El autobús se desplaza por el Nevski Prospekt, la calle principal de San Petersburgo, de cuatro kilómetros y medio de longitud. Con un fuerte acento y una impresionante velocidad va enumerando las atracciones turísticas que van pasando por delante de la ventana: a la derecha se encuentra una de las casas más bonitas de la ciudad, la tienda de delicatessen Yelisseyev, con sus gigantescas vitrinas con marcos verdes.

⁂

Lo que harás
• 1. Convierte en una lista breve el párrafo del fragmento que comienza con "El autobús se desplaza", conservando sus datos principales.
• 2. Responde según el fragmento:
(a) ¿Cuántos kilómetros de longitud tiene el Nevski Prospekt?
(b) ¿De qué color son los marcos de las vitrinas de la tienda Yelisseyev?
(c) ¿A qué lado se encuentra la tienda Yelisseyev?
• 3. Indica si cada afirmación coincide con el fragmento y cita las palabras que lo deciden:
(a) El Nevski Prospekt es la calle principal de San Petersburgo.
(b) La tienda Yelisseyev tiene vitrinas pequeñas.
(c) Las atracciones turísticas se enumeran despacio.

Datos proporcionados
⁂

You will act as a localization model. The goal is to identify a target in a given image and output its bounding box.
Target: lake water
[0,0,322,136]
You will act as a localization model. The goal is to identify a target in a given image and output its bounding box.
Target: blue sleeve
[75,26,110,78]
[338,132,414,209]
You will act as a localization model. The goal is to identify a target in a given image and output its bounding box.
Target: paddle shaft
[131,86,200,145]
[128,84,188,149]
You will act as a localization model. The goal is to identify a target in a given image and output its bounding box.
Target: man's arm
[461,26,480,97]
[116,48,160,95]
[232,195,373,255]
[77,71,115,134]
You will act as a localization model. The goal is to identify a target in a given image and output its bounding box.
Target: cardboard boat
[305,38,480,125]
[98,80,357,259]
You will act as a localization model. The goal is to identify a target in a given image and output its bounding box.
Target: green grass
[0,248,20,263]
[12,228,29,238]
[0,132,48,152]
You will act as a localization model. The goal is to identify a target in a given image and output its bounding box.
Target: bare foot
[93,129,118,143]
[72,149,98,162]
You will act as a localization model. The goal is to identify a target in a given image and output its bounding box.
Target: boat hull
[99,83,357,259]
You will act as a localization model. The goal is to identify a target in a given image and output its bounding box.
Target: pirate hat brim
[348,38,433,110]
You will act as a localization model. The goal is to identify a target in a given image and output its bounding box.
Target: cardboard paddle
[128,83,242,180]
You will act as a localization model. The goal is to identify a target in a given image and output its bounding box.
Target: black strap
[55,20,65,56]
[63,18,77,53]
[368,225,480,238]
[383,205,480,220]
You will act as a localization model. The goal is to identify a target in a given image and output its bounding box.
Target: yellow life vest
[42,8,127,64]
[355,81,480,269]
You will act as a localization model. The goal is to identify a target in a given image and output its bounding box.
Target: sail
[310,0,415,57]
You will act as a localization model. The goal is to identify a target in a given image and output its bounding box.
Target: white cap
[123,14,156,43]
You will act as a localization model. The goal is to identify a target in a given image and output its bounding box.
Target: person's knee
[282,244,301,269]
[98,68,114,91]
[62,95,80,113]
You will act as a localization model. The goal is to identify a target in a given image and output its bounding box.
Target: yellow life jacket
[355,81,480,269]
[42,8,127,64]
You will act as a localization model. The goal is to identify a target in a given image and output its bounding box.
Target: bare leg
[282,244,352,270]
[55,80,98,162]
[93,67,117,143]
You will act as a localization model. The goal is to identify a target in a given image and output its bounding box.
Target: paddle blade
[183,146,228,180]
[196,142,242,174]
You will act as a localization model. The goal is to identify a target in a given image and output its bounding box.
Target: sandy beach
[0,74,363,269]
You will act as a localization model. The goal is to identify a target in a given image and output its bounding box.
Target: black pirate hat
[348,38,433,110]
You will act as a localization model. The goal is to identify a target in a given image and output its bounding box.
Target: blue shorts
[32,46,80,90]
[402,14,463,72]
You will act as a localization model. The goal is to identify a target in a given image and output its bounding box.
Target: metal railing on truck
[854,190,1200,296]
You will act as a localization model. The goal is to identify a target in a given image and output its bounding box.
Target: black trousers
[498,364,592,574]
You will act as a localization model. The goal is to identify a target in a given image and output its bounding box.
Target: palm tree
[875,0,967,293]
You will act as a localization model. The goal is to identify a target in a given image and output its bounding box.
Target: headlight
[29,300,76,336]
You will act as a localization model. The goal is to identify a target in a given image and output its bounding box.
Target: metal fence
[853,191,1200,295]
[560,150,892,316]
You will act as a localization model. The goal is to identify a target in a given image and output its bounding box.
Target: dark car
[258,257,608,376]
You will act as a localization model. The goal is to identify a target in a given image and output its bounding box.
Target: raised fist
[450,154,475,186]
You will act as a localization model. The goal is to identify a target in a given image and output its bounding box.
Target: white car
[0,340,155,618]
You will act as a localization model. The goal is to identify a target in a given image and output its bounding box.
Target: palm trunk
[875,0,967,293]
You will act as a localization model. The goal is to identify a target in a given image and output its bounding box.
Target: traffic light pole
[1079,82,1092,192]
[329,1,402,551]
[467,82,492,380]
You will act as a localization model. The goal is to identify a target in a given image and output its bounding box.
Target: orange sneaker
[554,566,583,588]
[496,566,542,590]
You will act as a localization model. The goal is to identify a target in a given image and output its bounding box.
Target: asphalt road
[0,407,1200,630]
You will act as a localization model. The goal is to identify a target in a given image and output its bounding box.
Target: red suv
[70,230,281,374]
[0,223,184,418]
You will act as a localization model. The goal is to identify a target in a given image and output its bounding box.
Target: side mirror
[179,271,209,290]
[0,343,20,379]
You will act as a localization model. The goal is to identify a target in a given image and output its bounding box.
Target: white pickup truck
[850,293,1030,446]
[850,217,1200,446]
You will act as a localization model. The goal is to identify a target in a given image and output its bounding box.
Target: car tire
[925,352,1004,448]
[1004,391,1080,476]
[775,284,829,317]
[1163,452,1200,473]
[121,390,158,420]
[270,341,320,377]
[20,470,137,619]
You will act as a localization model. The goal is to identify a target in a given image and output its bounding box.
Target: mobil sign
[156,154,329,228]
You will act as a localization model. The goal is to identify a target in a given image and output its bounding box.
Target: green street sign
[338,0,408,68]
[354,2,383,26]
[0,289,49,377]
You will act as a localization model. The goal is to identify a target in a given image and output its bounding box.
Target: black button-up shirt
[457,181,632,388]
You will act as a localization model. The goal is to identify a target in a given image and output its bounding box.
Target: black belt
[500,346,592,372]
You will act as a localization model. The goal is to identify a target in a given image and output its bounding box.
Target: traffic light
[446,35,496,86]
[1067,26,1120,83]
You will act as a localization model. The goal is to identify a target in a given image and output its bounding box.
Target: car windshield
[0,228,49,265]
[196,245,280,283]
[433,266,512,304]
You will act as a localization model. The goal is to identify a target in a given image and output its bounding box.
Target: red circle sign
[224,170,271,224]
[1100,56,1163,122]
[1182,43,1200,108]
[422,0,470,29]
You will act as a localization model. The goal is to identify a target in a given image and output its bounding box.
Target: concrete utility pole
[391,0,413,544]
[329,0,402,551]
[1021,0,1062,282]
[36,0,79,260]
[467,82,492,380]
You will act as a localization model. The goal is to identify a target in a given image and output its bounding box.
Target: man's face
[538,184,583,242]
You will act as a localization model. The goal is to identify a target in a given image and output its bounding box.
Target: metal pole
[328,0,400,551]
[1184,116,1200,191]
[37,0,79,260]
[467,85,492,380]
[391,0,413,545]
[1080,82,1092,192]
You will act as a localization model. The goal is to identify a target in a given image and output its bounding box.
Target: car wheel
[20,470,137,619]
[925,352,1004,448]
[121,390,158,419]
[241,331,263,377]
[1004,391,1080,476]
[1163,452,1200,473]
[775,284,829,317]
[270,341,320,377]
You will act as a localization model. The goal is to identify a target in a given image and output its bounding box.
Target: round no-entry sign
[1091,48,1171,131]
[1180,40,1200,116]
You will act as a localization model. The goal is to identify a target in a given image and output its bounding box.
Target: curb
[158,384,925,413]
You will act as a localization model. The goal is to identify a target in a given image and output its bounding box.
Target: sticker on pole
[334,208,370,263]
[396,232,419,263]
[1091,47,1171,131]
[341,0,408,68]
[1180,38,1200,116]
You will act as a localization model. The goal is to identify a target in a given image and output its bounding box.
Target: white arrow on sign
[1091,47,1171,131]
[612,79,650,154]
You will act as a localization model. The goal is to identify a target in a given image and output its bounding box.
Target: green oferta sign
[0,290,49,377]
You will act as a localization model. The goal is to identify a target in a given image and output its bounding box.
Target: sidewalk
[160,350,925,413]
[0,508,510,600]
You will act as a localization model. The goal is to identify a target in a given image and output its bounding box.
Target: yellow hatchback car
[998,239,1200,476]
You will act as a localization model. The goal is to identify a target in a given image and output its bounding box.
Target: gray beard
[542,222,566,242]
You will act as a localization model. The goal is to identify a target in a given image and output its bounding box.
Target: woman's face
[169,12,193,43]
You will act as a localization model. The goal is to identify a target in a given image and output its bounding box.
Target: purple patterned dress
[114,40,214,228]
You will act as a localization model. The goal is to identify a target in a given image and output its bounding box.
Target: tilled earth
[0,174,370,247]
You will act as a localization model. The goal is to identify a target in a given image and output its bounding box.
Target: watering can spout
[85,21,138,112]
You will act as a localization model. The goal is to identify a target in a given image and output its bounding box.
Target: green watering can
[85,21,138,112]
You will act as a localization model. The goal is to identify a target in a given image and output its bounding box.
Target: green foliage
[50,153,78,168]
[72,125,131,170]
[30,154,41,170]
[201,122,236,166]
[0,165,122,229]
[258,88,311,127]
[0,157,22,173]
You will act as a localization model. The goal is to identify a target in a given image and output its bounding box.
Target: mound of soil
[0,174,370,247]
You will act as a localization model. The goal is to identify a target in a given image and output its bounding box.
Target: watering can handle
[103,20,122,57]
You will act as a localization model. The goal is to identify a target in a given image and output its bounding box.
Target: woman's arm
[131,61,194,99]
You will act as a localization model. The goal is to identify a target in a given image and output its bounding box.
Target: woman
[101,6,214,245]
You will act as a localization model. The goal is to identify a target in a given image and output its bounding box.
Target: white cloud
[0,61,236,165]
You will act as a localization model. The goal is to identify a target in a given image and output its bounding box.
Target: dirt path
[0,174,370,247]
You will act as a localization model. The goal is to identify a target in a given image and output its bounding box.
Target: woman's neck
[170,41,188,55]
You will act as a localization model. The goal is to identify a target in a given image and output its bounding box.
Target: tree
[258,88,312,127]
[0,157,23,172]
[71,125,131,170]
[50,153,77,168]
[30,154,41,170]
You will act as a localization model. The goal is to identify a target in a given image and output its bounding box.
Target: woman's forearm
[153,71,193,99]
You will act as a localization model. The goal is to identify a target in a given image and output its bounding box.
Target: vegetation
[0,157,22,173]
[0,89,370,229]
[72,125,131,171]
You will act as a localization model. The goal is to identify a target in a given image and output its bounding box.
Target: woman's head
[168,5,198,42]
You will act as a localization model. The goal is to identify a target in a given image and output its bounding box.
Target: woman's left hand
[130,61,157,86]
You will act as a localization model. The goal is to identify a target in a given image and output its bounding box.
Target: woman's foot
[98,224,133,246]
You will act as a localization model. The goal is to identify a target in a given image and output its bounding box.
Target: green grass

⁂

Las respuestas
• 1.
- El autobús recorre el Nevski Prospekt, la calle principal de San Petersburgo.
- La calle mide cuatro kilómetros y medio.
- Las atracciones turísticas se enumeran con un fuerte acento y a gran velocidad.
- A la derecha está la tienda de delicatessen Yelisseyev, una de las casas más bonitas de la ciudad, con gigantescas vitrinas de marcos verdes.

• 2.
(a) Cuatro kilómetros y medio.
(b) Verdes.
(c) A la derecha.

• 3.
(a) Sí: "la calle principal de San Petersburgo".
(b) No: "con sus gigantescas vitrinas con marcos verdes".
(c) No: "una impresionante velocidad".